**What you need to do:**
Please copy each line of the records below that holds the word "pixel".

(Region pointing data)

::::::

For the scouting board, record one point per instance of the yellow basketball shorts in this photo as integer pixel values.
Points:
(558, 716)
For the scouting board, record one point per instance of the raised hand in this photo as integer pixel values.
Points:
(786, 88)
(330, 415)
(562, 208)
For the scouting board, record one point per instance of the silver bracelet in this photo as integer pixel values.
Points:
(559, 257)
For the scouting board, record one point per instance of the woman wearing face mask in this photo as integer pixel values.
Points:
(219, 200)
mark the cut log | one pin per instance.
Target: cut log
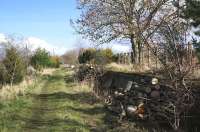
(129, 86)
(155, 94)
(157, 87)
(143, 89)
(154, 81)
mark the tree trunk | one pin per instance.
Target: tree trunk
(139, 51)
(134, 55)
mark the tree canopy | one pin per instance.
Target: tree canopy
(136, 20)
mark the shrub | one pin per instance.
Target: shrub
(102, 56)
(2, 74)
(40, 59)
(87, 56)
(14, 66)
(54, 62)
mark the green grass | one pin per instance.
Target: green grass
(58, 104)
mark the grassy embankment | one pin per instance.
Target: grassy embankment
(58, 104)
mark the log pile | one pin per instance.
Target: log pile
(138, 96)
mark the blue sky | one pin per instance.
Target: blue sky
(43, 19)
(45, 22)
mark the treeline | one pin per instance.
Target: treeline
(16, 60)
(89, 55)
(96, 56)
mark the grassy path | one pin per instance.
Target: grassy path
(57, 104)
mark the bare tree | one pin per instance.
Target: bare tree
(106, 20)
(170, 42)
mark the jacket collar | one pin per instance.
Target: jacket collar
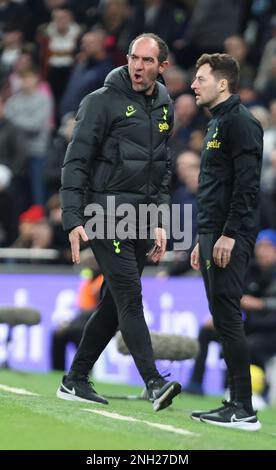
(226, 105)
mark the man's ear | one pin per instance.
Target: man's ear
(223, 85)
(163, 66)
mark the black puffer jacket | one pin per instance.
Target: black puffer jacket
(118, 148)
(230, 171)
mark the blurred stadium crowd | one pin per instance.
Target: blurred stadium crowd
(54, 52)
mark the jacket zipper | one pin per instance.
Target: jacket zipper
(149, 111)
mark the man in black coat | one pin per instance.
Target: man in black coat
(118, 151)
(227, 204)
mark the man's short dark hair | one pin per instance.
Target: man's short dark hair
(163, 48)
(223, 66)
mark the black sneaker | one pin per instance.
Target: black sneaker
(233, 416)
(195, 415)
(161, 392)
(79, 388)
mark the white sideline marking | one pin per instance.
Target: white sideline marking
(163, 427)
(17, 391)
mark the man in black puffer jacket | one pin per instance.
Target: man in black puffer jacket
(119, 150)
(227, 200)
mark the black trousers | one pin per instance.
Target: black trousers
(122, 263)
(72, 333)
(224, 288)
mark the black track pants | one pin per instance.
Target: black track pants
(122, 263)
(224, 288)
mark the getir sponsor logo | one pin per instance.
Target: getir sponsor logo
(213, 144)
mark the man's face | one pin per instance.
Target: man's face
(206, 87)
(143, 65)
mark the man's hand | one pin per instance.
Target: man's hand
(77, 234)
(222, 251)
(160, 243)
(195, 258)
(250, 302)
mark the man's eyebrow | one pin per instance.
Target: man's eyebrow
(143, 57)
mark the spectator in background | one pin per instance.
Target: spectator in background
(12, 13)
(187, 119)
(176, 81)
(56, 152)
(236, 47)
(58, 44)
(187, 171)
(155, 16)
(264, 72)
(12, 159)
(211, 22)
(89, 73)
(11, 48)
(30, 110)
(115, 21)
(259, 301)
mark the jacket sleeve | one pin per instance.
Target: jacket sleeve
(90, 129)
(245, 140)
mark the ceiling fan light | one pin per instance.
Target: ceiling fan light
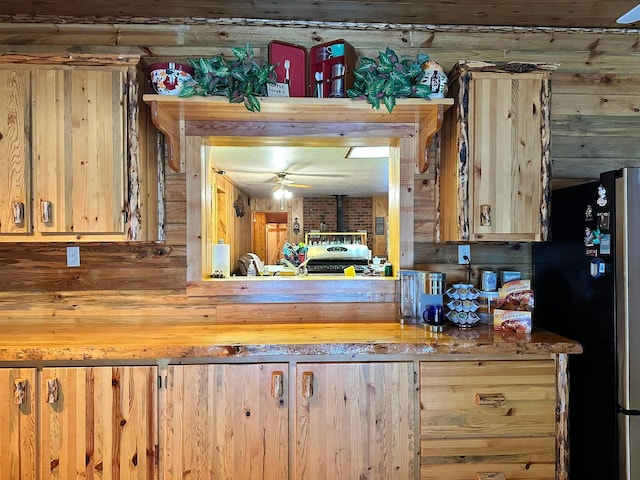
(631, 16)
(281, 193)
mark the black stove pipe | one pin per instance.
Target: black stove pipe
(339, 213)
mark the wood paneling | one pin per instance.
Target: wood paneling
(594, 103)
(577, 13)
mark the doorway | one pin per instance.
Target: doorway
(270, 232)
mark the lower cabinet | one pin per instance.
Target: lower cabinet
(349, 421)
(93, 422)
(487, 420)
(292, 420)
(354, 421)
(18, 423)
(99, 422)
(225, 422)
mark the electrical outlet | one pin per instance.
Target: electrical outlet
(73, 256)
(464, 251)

::::::

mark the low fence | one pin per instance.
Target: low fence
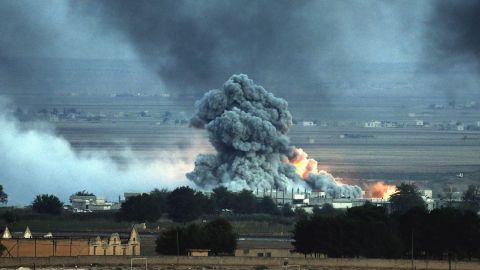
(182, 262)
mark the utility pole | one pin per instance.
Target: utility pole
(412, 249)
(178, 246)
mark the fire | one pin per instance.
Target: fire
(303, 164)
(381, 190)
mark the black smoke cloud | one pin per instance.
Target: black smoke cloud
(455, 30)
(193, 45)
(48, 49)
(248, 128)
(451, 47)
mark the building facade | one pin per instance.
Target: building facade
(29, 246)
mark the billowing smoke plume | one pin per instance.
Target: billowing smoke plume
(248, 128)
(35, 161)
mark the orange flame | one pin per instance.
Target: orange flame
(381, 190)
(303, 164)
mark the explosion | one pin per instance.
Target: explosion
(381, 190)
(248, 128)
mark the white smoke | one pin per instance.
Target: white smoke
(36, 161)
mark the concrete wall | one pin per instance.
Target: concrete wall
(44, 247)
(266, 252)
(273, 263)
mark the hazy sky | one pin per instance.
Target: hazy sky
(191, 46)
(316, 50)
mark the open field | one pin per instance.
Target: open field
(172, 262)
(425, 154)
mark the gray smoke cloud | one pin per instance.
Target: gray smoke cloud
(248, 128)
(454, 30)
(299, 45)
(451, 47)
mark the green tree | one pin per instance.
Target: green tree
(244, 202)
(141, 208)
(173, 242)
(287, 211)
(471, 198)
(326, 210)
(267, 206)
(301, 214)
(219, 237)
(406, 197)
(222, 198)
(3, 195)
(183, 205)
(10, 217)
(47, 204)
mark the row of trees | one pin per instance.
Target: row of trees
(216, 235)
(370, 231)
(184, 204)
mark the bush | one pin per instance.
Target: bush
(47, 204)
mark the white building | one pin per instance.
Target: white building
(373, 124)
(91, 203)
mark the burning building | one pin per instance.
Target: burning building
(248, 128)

::::::

**Output for this exercise:**
For the scouting board, record one point per instance of the yellow basketball shorts in this photo as integer pixel values.
For the scouting board, record one point per instance of the raised hand in this photo as integer pixel values.
For the scouting board, record one point per instance of the silver bracelet in this photo as integer pixel values.
For the scouting board, record one point per instance of the woman wearing face mask in this photo as integer pixel values.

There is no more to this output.